== Texte source ==

2°) La désintégration sociale dans le modèle urbain saint simonien

A l’opposé, le scénario saint simonien implique une action importante de l’Etat qui entretient une forte rente foncière dans le centre grâce à de grosses infrastructures de transport collectif qui subventionnent la mobilité (RER, métros lourds). La vie économique devient alors toujours plus dépendante d’infrastructures lourdes toujours plus rapides, dépendance qui en amène une autre aux besoins d’interventions publiques pour financer ces investissements. Nous retrouvons le cercle vicieux d’une croissance de l’intervention publique politiquement incontrôlable.

===

**Objectif A:**
Reproduisez le passage du texte sur le modèle urbain saint simonien compris entre « A l’opposé, le » et « publique politiquement incontrôlable. », bornes incluses.
**Objectif B:**
Condensez le paragraphe du texte source qui commence par « A l’opposé, le scénario saint simonien » en gardant ses faits essentiels.

== Extraits de données ==

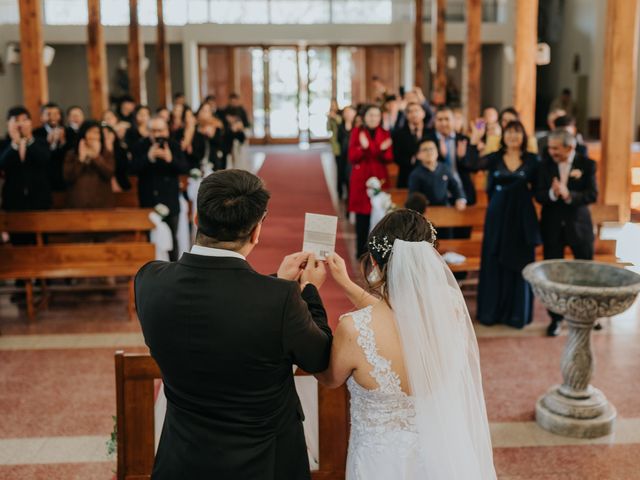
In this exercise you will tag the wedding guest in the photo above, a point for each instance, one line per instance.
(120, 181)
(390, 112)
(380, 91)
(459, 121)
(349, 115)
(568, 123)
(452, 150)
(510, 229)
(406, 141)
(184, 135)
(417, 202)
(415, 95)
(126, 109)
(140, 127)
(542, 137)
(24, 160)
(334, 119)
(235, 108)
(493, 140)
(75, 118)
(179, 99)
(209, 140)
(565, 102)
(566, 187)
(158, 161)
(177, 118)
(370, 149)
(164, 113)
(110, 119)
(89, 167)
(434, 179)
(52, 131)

===
== Extraits de données ==

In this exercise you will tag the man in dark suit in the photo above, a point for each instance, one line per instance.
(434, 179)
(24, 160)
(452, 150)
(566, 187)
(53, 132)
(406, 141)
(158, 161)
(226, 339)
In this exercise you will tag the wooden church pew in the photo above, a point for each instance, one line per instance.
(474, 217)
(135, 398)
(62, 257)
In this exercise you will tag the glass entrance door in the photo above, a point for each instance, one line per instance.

===

**Réponse attendue A:**
A l’opposé, le scénario saint simonien implique une action importante de l’Etat qui entretient une forte rente foncière dans le centre grâce à de grosses infrastructures de transport collectif qui subventionnent la mobilité (RER, métros lourds). La vie économique devient alors toujours plus dépendante d’infrastructures lourdes toujours plus rapides, dépendance qui en amène une autre aux besoins d’interventions publiques pour financer ces investissements. Nous retrouvons le cercle vicieux d’une croissance de l’intervention publique politiquement incontrôlable.

**Réponse attendue B:**
Le scénario saint simonien suppose une forte action de l’État. Celui-ci entretient une rente foncière élevée dans le centre grâce à de grosses infrastructures de transport collectif, comme le RER et les métros lourds, qui subventionnent la mobilité. L’économie dépend alors d’infrastructures toujours plus lourdes et plus rapides, et donc d’interventions publiques pour les financer. Il en résulte un cercle vicieux : une intervention publique qui croît de façon politiquement incontrôlable.